WORK TO DO: Rewrite the entries, starting with the line that contains "Would you mind marking the terracotta" and going on through the end of the entries. Replace "one point per instance" with "one point for each instance" and leave everything else unchanged.

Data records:
──────────────────────────────

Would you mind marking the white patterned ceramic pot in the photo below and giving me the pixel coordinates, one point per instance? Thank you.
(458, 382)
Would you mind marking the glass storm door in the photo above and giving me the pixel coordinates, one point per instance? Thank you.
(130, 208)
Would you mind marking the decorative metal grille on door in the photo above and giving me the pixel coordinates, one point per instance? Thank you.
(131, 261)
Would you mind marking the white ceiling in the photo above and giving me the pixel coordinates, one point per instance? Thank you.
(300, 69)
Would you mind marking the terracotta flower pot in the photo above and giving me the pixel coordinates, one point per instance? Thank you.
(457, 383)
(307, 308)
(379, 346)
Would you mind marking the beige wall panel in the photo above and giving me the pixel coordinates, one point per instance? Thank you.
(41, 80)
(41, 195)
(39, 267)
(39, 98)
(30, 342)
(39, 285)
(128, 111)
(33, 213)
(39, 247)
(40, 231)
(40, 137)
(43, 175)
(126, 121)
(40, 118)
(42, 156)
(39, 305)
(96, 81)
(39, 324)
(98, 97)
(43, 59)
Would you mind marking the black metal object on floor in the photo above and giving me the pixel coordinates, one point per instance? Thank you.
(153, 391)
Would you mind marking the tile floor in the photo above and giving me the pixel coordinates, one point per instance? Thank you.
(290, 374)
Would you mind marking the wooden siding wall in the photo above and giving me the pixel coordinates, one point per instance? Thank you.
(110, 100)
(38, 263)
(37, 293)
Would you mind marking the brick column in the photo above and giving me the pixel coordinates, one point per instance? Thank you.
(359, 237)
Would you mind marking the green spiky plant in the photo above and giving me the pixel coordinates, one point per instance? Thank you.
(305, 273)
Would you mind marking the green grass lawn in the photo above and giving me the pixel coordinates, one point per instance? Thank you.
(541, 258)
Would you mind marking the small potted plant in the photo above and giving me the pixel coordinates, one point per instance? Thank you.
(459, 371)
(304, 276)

──────────────────────────────

THE RESULT:
Would you mind marking the terracotta flower pot in the photo above and giving me the pixel coordinates, one point for each instance? Thank you.
(457, 383)
(307, 308)
(379, 346)
Would you mind marking the beige wall panel in the photo above and giving me the pixel coordinates, one point for each instance? Thank you.
(41, 80)
(41, 195)
(39, 267)
(39, 98)
(30, 342)
(39, 285)
(128, 111)
(33, 213)
(39, 247)
(40, 231)
(40, 137)
(43, 175)
(126, 121)
(40, 118)
(42, 156)
(39, 305)
(96, 81)
(39, 324)
(98, 97)
(43, 59)
Would you mind marking the black metal object on floor in the photo above and giving me the pixel coordinates, one point for each instance? Thank you.
(153, 391)
Would you mind marking the tile floor in the photo above and giving me the pixel coordinates, one point for each instance? Thank you.
(290, 374)
Would you mind marking the wooden siding wall in the photo above and giving me the pixel coordinates, one point for each instance? Thank you.
(110, 100)
(38, 263)
(37, 293)
Would you mind marking the brick column in the photo above and giving me the pixel coordinates, one point for each instance? Thank you.
(359, 237)
Would you mind marking the green spiky plant in the photo above and giving me the pixel coordinates, one point for each instance? Thank you.
(305, 273)
Would you mind marking the green grass lawn in the photo above and giving me the pixel coordinates, one point for each instance? Thank you.
(541, 258)
Would you mind marking the small potted plant in the photo above and giving me the pixel coordinates, one point for each instance? Thank you.
(459, 371)
(304, 276)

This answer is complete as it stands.